● **Written instruction**:
Count the lines in the records below that contain the string "pink", matching case exactly. Reply with the number only.

● **Records for processing**:
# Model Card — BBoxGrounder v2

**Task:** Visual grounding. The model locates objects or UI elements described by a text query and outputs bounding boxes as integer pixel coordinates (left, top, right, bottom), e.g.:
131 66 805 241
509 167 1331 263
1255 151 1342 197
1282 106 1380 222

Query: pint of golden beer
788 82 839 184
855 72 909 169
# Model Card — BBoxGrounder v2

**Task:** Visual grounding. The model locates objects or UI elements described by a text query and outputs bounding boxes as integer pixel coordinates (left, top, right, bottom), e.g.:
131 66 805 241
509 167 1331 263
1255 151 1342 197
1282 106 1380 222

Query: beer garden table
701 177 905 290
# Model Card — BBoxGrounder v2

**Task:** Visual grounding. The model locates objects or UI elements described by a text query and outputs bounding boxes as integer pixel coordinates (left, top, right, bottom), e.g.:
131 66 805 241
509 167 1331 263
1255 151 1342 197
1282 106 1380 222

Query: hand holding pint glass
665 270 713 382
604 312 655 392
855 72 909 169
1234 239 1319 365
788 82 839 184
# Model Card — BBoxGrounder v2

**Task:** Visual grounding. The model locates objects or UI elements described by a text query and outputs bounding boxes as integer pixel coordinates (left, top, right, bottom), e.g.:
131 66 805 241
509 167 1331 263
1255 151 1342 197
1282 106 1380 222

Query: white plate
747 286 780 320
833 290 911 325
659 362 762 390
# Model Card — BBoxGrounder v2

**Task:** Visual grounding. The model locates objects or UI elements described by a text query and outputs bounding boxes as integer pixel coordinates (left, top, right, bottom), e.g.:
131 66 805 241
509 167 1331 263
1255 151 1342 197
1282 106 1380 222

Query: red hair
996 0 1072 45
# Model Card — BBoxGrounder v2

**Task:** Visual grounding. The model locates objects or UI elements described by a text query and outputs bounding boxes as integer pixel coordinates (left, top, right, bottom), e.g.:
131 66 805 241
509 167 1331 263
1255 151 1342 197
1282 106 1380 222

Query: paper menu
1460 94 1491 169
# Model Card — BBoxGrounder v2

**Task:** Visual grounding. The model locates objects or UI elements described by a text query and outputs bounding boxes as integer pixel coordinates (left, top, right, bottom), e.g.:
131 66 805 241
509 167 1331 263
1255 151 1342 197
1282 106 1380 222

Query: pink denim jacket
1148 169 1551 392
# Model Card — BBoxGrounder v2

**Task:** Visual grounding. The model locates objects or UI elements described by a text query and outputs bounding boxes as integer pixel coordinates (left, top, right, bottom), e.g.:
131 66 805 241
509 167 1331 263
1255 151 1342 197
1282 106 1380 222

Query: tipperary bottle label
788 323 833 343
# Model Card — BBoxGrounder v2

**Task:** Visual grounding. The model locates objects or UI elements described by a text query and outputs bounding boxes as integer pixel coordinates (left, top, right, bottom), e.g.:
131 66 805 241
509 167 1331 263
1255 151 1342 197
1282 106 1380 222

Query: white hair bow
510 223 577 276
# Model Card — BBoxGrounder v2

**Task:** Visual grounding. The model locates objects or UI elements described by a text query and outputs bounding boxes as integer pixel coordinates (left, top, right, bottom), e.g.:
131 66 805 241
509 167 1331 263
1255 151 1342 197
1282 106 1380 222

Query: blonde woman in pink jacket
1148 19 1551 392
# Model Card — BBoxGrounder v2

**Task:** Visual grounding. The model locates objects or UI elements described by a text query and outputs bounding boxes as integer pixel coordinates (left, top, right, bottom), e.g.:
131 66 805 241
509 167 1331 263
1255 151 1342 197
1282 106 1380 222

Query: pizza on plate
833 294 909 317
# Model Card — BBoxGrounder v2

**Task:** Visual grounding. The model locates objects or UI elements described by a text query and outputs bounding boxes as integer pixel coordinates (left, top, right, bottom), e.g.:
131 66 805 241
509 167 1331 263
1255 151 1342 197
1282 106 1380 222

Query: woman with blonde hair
* * *
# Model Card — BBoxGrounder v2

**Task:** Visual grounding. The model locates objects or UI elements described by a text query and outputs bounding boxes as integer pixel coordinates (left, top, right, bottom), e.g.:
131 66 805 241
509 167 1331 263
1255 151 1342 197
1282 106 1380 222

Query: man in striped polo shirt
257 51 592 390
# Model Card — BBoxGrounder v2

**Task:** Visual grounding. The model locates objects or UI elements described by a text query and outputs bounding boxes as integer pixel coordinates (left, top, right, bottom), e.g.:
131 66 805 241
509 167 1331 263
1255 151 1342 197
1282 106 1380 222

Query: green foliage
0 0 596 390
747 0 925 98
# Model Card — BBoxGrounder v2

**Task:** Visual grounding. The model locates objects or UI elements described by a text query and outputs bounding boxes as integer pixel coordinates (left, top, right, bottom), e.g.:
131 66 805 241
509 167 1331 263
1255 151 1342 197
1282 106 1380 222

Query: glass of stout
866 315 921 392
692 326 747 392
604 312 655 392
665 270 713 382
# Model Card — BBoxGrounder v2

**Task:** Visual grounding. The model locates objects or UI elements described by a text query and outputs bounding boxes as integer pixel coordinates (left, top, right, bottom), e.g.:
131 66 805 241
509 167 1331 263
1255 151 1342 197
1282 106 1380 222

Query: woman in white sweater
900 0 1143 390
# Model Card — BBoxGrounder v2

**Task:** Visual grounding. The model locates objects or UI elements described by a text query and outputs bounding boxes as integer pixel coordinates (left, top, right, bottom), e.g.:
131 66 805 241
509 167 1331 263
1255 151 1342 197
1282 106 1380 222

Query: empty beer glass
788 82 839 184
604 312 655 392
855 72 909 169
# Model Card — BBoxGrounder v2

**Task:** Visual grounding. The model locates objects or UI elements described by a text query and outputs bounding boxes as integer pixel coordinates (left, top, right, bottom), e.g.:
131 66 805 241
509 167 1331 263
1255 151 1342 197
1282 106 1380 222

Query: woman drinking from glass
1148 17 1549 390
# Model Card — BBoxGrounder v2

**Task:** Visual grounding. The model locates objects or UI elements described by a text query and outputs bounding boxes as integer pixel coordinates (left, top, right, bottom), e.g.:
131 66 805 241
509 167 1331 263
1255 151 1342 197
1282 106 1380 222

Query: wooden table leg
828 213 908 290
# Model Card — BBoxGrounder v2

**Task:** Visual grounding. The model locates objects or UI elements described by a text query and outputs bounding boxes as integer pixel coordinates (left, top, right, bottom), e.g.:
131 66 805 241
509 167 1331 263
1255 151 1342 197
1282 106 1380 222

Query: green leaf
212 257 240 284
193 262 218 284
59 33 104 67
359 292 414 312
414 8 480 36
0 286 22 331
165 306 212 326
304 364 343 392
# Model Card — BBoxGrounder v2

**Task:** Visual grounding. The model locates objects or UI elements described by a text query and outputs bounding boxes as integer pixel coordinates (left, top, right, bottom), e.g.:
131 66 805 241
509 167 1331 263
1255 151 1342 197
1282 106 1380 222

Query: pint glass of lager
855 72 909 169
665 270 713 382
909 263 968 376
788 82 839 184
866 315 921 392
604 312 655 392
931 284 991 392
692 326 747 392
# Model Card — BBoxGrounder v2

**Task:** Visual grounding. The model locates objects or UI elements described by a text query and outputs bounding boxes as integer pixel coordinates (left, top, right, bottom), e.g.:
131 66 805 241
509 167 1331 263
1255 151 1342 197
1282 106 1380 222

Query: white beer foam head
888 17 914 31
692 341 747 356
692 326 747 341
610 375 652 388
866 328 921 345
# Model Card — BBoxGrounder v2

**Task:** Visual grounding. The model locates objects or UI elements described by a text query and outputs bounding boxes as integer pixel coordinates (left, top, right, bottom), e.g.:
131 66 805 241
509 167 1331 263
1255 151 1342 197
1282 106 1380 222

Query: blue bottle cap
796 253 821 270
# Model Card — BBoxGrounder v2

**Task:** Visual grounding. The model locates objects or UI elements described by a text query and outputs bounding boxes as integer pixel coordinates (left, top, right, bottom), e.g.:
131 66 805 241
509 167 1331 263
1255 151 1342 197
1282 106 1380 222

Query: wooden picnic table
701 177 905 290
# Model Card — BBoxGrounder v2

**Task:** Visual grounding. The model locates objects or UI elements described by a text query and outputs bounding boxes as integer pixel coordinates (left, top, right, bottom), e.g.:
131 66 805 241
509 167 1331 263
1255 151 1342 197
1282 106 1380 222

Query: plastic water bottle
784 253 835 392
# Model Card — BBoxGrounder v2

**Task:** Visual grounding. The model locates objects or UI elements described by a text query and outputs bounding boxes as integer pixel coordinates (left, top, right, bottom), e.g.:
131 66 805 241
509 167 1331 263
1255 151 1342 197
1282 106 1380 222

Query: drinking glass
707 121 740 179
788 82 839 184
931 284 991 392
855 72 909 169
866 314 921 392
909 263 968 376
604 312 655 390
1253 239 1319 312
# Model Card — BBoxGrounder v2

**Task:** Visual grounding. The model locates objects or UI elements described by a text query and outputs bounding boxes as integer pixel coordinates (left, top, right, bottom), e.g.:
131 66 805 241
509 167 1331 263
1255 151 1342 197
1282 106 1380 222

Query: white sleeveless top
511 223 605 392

● **Written solution**:
2